### Required work
Extract every line from the rows below that contains the string "outcrop".

● ● ● ● ● ● ●

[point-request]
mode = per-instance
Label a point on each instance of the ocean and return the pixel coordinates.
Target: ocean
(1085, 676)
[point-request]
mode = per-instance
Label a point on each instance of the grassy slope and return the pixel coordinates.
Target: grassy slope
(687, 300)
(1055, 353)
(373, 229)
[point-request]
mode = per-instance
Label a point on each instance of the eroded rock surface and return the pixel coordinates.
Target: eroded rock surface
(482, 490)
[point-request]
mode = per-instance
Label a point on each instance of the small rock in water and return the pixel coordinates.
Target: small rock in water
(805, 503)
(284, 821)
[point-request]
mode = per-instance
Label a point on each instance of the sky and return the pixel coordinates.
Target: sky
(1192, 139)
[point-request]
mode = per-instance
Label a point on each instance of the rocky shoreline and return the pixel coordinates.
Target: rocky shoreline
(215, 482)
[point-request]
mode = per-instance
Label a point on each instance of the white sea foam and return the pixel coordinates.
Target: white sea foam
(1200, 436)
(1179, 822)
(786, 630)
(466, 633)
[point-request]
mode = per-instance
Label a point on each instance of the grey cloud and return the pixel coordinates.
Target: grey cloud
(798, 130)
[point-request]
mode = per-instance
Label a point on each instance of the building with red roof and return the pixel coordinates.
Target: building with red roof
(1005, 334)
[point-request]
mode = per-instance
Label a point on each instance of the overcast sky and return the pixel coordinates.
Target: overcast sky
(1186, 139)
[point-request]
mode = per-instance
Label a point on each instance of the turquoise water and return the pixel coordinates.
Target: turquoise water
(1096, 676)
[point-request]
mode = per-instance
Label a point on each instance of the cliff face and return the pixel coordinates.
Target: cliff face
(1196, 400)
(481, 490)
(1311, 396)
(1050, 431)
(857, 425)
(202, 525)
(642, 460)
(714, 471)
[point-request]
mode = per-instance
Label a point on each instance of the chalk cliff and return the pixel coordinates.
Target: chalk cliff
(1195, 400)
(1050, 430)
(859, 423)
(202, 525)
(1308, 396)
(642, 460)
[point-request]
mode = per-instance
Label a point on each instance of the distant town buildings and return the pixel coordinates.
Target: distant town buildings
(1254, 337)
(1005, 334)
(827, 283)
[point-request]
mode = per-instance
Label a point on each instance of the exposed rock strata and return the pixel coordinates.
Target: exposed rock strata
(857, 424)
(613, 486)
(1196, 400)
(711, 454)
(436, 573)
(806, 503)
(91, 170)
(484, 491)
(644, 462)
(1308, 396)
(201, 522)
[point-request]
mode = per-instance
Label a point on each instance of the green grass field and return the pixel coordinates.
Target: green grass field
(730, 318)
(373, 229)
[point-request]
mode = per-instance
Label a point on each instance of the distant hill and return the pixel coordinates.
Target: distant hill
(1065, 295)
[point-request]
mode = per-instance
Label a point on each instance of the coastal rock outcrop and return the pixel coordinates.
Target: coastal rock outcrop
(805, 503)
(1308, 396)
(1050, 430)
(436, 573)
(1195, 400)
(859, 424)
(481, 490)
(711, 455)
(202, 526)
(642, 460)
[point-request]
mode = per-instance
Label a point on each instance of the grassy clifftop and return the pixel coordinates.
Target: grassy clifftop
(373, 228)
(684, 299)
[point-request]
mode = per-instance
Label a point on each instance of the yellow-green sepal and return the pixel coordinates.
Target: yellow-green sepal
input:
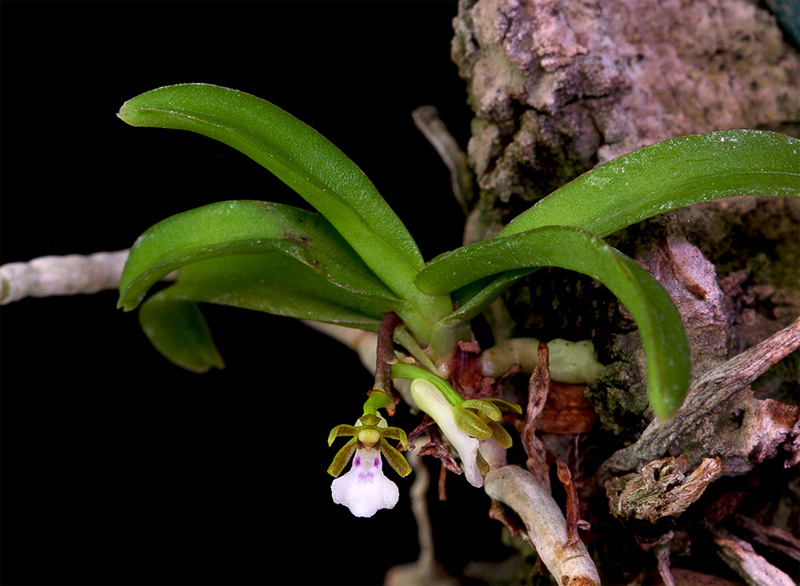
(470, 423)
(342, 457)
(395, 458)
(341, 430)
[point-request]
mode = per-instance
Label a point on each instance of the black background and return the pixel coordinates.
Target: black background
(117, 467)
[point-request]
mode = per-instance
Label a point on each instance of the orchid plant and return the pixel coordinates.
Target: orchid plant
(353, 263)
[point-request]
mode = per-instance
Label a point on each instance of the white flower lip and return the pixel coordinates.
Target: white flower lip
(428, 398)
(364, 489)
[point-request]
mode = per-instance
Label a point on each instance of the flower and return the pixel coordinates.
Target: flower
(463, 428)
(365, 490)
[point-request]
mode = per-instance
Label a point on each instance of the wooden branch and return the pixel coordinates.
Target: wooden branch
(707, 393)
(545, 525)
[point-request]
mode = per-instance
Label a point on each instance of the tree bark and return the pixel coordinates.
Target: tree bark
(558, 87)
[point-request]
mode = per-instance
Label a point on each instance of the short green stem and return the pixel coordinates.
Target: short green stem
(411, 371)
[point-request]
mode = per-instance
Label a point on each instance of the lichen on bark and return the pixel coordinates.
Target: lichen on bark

● ● ● ● ● ● ●

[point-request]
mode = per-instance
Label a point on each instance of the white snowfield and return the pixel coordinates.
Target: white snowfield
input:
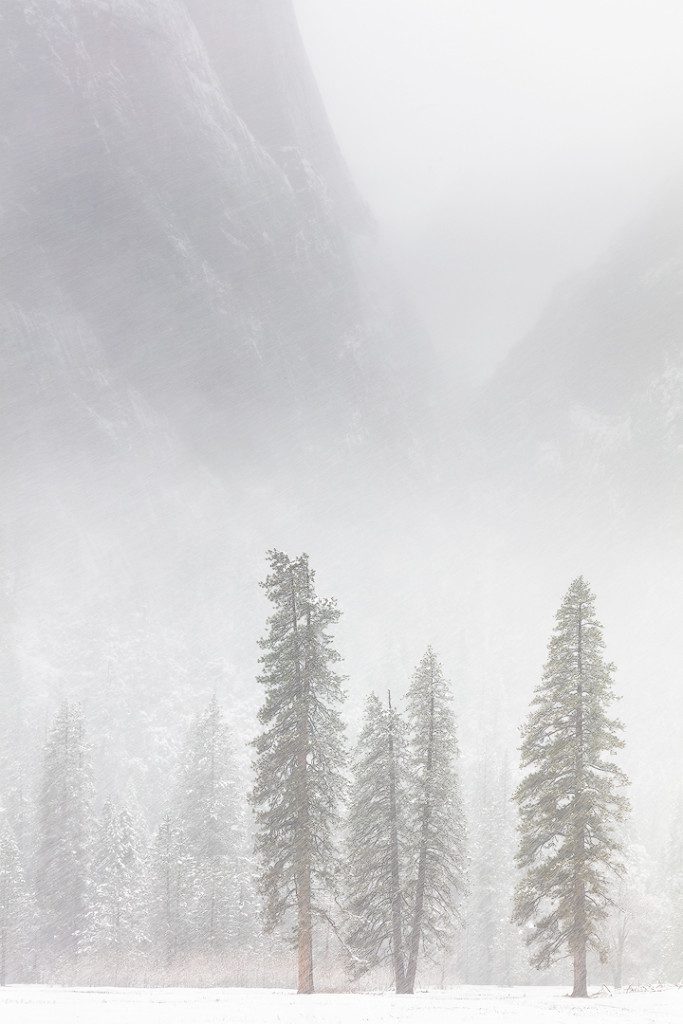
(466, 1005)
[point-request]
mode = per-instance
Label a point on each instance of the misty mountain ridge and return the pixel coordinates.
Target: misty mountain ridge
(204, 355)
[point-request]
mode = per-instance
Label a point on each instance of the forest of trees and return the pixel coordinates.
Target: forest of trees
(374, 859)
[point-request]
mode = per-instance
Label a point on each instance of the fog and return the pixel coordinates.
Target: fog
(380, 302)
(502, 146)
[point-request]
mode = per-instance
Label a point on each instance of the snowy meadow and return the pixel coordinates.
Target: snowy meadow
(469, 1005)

● ● ● ● ● ● ●

### Answer to this problem
Label a point on each instance of the coastal rock outcrop and return the pixel coordinates.
Target: coastal rock outcrop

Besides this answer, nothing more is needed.